%%

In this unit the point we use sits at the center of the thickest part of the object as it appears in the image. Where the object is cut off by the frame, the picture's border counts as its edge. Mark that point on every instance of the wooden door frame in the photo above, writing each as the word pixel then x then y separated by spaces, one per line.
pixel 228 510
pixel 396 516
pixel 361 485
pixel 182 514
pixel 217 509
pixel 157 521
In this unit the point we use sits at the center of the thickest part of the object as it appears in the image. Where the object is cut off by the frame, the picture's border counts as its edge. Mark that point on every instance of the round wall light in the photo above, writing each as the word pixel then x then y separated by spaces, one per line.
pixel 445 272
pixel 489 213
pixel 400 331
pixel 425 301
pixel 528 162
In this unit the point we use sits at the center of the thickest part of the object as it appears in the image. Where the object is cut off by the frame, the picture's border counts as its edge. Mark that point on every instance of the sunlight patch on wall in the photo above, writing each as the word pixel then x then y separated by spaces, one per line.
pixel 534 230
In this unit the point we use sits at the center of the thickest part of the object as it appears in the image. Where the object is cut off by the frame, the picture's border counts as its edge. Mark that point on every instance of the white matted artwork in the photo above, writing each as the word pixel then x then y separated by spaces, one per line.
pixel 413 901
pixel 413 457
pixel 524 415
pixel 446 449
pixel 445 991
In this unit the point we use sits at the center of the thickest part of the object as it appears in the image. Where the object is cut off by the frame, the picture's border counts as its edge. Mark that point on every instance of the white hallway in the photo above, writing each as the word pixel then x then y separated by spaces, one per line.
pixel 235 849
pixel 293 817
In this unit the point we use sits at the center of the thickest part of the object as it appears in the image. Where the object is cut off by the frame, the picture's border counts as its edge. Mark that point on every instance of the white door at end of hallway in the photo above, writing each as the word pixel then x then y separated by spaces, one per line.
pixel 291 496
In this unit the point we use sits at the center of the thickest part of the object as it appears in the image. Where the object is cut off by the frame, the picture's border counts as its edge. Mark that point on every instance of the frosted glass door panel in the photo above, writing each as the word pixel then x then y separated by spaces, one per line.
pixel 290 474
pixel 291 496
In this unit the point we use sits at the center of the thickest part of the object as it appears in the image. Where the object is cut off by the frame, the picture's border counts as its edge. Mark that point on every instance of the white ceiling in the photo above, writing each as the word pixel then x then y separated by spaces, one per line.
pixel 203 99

%%

== Problem requirements ==
A full, exact copy of the entries is required. Return it.

== Solution ==
In this unit the point we use sits at the center of the thickest part of the object as it appears in the image. Where the object is cut off by the frame, the picture's border counts as its edge. Mark that point on every instance of the wooden door frame in the photo above, writing each as the word pixel then x then y separated by spaces, one per line.
pixel 228 510
pixel 396 516
pixel 361 485
pixel 182 514
pixel 217 509
pixel 157 521
In this unit the point we use sits at the center of the thickest part of the object as it appears in the image. Where the object is cut off by the frame, the picture's border counts as its edge. Mark that point on every instance of the round wall light in the photo above, writing each as the word pixel then x then y separated by spaces, one per line.
pixel 445 272
pixel 489 213
pixel 400 331
pixel 425 301
pixel 528 162
In this unit the point we use sits at the center of the thickest part of the object as it appears in the image. Where the object is cut off by the frame, the picture's border counts as its edge. Mark that point on every instance of the sunlight patch on wall in the photo above, writing each as the word pixel then x then y separated by spaces, one per line.
pixel 534 230
In this unit the point we use sits at the center of the thickest part of the object as it appears in the image. Where the object is cut off by the frame, the picture's border counts as its edge. Mark that point on every instance of the white matted artwork in the photo above, writing each as the word pixel then x then y separated by spaces, one per line.
pixel 413 901
pixel 413 457
pixel 524 415
pixel 446 449
pixel 445 991
In this unit the point we use sits at the center of the thickest part of the object as it appears in the image. Where the object is cut off by the frame, the picture's border counts as its edge. Mark that point on every instance of the white hallway in the photo above, writing each as the word pixel then x then y separated by spaces, one per line.
pixel 235 849
pixel 293 817
In this unit the point we use sits at the center of the thickest part of the object as it appears in the image. Where the object is cut off by the frame, the picture's border counts as its edge. Mark that point on every instance of the white door at end of hallway in the photo above, writing each as the word pixel then x then y separated by spaces, one per line.
pixel 291 496
In this unit the point we use sits at the center of the thickest part of the object as it appears in the image. Where the object is cut off by the frame, the picture's border counts as its edge. Mark that point on every instance of the frosted glass door panel in the photo above, writing each as the word pixel then x then y separated by spaces, one per line.
pixel 290 474
pixel 291 496
In this unit the point we use sits at the center of the thickest part of the object as it appears in the image. Where the object is cut off by the frame, the picture's border counts as its edge. Mark that point on every instance of the white ceiling in the photo above, writing each as the word pixel then x then y separated by spaces, one per line.
pixel 203 99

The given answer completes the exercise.